CONSIGNE 1: D'après l'extrait sur le Crédit Coopératif, combien de caisses locales compte aujourd'hui le réseau Kafo Jiginew au Mali ?

═══ EXTRAIT ═══

Au-delà de l'innovation, le Crédit Coopératif a toujours fait de la coopération une méthode de travail autant qu'un statut d'entreprise. Il ne travaille pas pour, il travaille avec. Il établit une relation ternaire entre lui comme banquier, le bénéficiaire final et des partenaires opérateurs. Il n'a pas d'abord une stratégie de filialisation ou d'achat de sociétés, mais de type partenarial.
L'exemple le plus ancien est celui de Kafo Jiginew au Mali. Dès 1983, le Crédit Coopératif s'est impliqué, à travers sa Fondation, dans la création d'un réseau de caisses coopératives d'épargne au Mali. Il n'a pas cherché à implanter une filiale au Mali mais à transmettre ses savoir-faire bancaires et coopératifs aux Maliens eux-mêmes. Ce fut un vrai programme de coopération sur 30 ans qui a permis l'émergence d'un véritable réseau mutualiste qui représente aujourd'hui 131 caisses locales, 235 000 sociétaires et 20 millions d'euros d'encours de crédit. C'est aussi cela le développement durable : savoir rester 30 ans partenaire pour faire émerger un projet.
L'exemple le plus récent est l'association RIED, Réseau International d'Éco- Développement, un cas de coopération entre ESS française, italienne et québécoise. Il s'agit de mener un projet d'habitat coopératif au Sénégal, qui réunit Etimos Italie, Socodevi (Québec), Crédit Coopératif et Macif (France).
Ce dernier exemple montre que l'enjeu actuel pour l'ESS consiste maintenant à construire des stratégies globales de codéveloppement Nord-Sud, reposant sur la coopération comme méthode, l'ingénierie de projet, des montages financiers alliant investissements et finances solidaires.

═══ ENREGISTREMENTS FOURNIS ═══

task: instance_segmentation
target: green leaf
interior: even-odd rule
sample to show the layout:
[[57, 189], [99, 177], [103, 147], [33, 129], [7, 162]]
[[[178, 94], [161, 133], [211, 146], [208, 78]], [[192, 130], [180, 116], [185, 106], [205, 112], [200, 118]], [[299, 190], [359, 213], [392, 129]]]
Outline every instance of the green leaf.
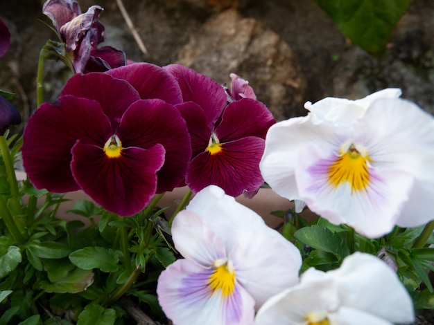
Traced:
[[349, 254], [346, 243], [336, 232], [318, 225], [298, 230], [294, 236], [303, 243], [343, 258]]
[[173, 253], [166, 247], [157, 247], [155, 248], [155, 257], [164, 268], [167, 268], [176, 259]]
[[87, 218], [93, 218], [97, 216], [101, 212], [101, 209], [93, 202], [89, 201], [78, 201], [76, 202], [69, 210], [69, 212], [75, 213], [80, 216], [86, 216]]
[[27, 249], [41, 259], [62, 259], [71, 252], [68, 246], [55, 241], [35, 241], [31, 243]]
[[112, 249], [86, 247], [69, 254], [69, 260], [84, 270], [98, 268], [103, 272], [116, 272], [119, 269], [119, 254]]
[[0, 279], [15, 270], [21, 260], [19, 248], [17, 246], [8, 247], [6, 253], [0, 257]]
[[114, 309], [105, 309], [96, 304], [91, 304], [78, 315], [77, 325], [112, 325], [115, 321]]
[[34, 315], [21, 323], [19, 323], [18, 325], [37, 325], [40, 324], [40, 320], [41, 318], [39, 315]]
[[365, 51], [379, 56], [411, 0], [315, 0], [340, 32]]
[[6, 297], [12, 292], [11, 290], [5, 290], [0, 291], [0, 303], [1, 303]]
[[94, 273], [91, 270], [75, 268], [55, 281], [41, 281], [40, 286], [46, 292], [77, 293], [86, 290], [93, 282]]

═══

CONSIGNE 2: Réécrivez tout ce qui va du début des enregistrements jusqu'à la ligne contenant « 269], [119, 254]] » incluse, consignes comprises. Multipliez par 0,6 chaque coordonnée des contours tracés et arrondissez à l'entier le plus proche, les demies vers le haut, en laissant les consignes et l'exemple de format tels quels et en omettant les images.

SOLUTION 1: Il compte 131 caisses locales.

SOLUTION 2:
task: instance_segmentation
target: green leaf
interior: even-odd rule
sample to show the layout:
[[57, 189], [99, 177], [103, 147], [33, 129], [7, 162]]
[[[178, 94], [161, 133], [211, 146], [208, 78]], [[192, 130], [180, 116], [185, 106], [205, 112], [200, 118]], [[299, 190], [359, 213], [392, 129]]]
Outline every instance of the green leaf.
Traced:
[[209, 152], [208, 146], [202, 139], [191, 135], [179, 138], [176, 142], [182, 146], [206, 155]]
[[104, 152], [100, 148], [94, 148], [93, 149], [93, 154], [98, 161], [100, 161], [106, 155]]
[[52, 131], [56, 131], [58, 130], [61, 127], [61, 125], [56, 121], [53, 121], [47, 121], [46, 121], [41, 126], [41, 127], [45, 128], [48, 130], [52, 130]]
[[16, 149], [25, 155], [37, 155], [43, 151], [41, 148], [33, 145], [21, 145], [19, 146]]
[[67, 149], [52, 148], [41, 152], [41, 156], [50, 162], [59, 161], [62, 163], [70, 163], [71, 161], [71, 152]]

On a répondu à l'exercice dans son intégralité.